» Source extract
----------

Lee Odden

Session: Build Investment Interest in Your SEO/SEM Firm

Pat Hall Anne Kennedy

How to Build Investment Interest in Your SEO/SEM with an introduction by Anne Kennedy and a presentation by Patricia Hall, Investment Banker, Hallmark Capital. If you own and/or are running a fast growing search marketing agency and want to gain more insight into making your firm more valuable for acquisition/investment, then this session is for you.

Pat Hall

What Wall Street looks at.

  • Client list is important. Keep in mind, if you have big name clients now, what will you need to do to keep them.
  • Nature of revenues. Are they one time projects or are they retainer based? One time projects can be good if you specialize and can go to all the other players in a category.
  • Technology strategy. For example, if you’ve created a software application to mine keyword data, that is valuable.

You don’t have to develop your own software. You can take a best of breed approach and bring to clients whatever the best solution is for your clients.It’s an interplay of these factors that interact within your own company that determines how valuable they are.

  • Scalability. If you’re able on a dime to scale up, that is seen as valuable. Brings up Healthcare industry as an example.

----------

» Material provided
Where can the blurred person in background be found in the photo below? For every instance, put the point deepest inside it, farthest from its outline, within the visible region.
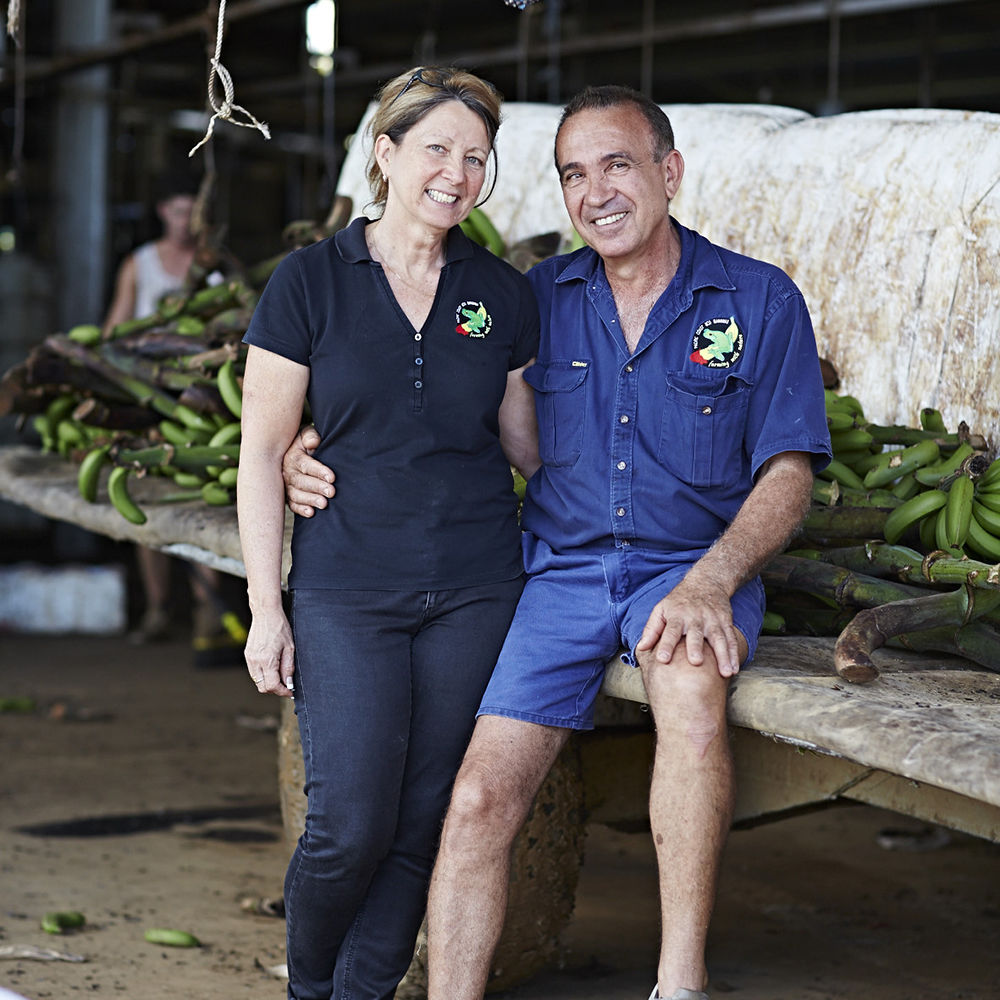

----------

» Required actions
1. In the session notes on investment interest, rewrite the passage starting at "How to Build" and ending at "in a category.", changing "retainer based" to "subscription based".
2. According to the session notes on investment interest, who gave the presentation, and at which firm does she work?

» The answers
1.
How to Build Investment Interest in Your SEO/SEM with an introduction by Anne Kennedy and a presentation by Patricia Hall, Investment Banker, Hallmark Capital. If you own and/or are running a fast growing search marketing agency and want to gain more insight into making your firm more valuable for acquisition/investment, then this session is for you.

Pat Hall

What Wall Street looks at.

  • Client list is important. Keep in mind, if you have big name clients now, what will you need to do to keep them.
  • Nature of revenues. Are they one time projects or are they subscription based? One time projects can be good if you specialize and can go to all the other players in a category.

2. Patricia Hall, an investment banker at Hallmark Capital.